Dataset excerpts:
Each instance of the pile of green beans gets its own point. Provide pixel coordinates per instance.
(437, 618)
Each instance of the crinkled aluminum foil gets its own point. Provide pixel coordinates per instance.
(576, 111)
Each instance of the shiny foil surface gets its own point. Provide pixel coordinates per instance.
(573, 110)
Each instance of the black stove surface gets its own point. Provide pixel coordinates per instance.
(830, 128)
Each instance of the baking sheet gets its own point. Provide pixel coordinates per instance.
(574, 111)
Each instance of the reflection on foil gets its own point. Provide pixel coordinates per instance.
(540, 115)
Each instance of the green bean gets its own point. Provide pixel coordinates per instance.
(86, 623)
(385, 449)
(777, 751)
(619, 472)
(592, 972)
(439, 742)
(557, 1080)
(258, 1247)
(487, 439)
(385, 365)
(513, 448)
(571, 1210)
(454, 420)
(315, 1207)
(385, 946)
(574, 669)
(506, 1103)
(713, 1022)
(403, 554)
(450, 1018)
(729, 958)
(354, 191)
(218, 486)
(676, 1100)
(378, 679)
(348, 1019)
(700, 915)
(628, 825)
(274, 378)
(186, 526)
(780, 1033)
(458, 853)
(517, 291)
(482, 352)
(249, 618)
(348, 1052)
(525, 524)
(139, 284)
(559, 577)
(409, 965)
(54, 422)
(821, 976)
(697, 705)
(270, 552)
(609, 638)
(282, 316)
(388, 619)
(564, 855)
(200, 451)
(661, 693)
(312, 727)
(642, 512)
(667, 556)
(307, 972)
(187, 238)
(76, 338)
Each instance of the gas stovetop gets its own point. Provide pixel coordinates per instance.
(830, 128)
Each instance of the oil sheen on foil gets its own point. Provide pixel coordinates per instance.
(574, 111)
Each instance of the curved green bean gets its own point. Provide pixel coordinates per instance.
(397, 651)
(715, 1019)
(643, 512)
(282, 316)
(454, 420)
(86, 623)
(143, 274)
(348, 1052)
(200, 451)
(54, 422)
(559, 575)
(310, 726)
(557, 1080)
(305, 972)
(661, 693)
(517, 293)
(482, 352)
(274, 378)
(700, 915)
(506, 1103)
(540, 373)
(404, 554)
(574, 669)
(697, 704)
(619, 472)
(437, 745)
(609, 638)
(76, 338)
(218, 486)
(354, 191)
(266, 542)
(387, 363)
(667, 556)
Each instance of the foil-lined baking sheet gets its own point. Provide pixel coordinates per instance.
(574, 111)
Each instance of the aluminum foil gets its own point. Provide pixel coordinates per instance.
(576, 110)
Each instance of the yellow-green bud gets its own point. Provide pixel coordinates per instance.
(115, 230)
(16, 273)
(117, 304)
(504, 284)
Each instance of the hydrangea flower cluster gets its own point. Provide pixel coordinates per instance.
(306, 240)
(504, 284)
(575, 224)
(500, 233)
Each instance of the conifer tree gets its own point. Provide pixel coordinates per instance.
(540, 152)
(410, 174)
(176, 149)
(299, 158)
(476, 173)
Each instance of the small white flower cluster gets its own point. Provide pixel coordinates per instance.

What is required:
Write out the lines word for word, from the one containing "Each instance of the yellow-green" through the last line, inclusive.

Expected output:
Each instance of the yellow-green bud gets its own point. Provide pixel coordinates per instance.
(115, 230)
(16, 273)
(117, 304)
(504, 284)
Each instance of the hydrangea flower cluster gets its own point. Provide pixel coordinates per instance.
(306, 240)
(504, 284)
(575, 224)
(500, 233)
Each instance of the conifer tree gets its own point. Provide pixel coordinates per instance.
(540, 152)
(410, 174)
(176, 149)
(299, 158)
(476, 173)
Each instance of the small white flower cluster gets its own point. Provide pixel coordinates per instance.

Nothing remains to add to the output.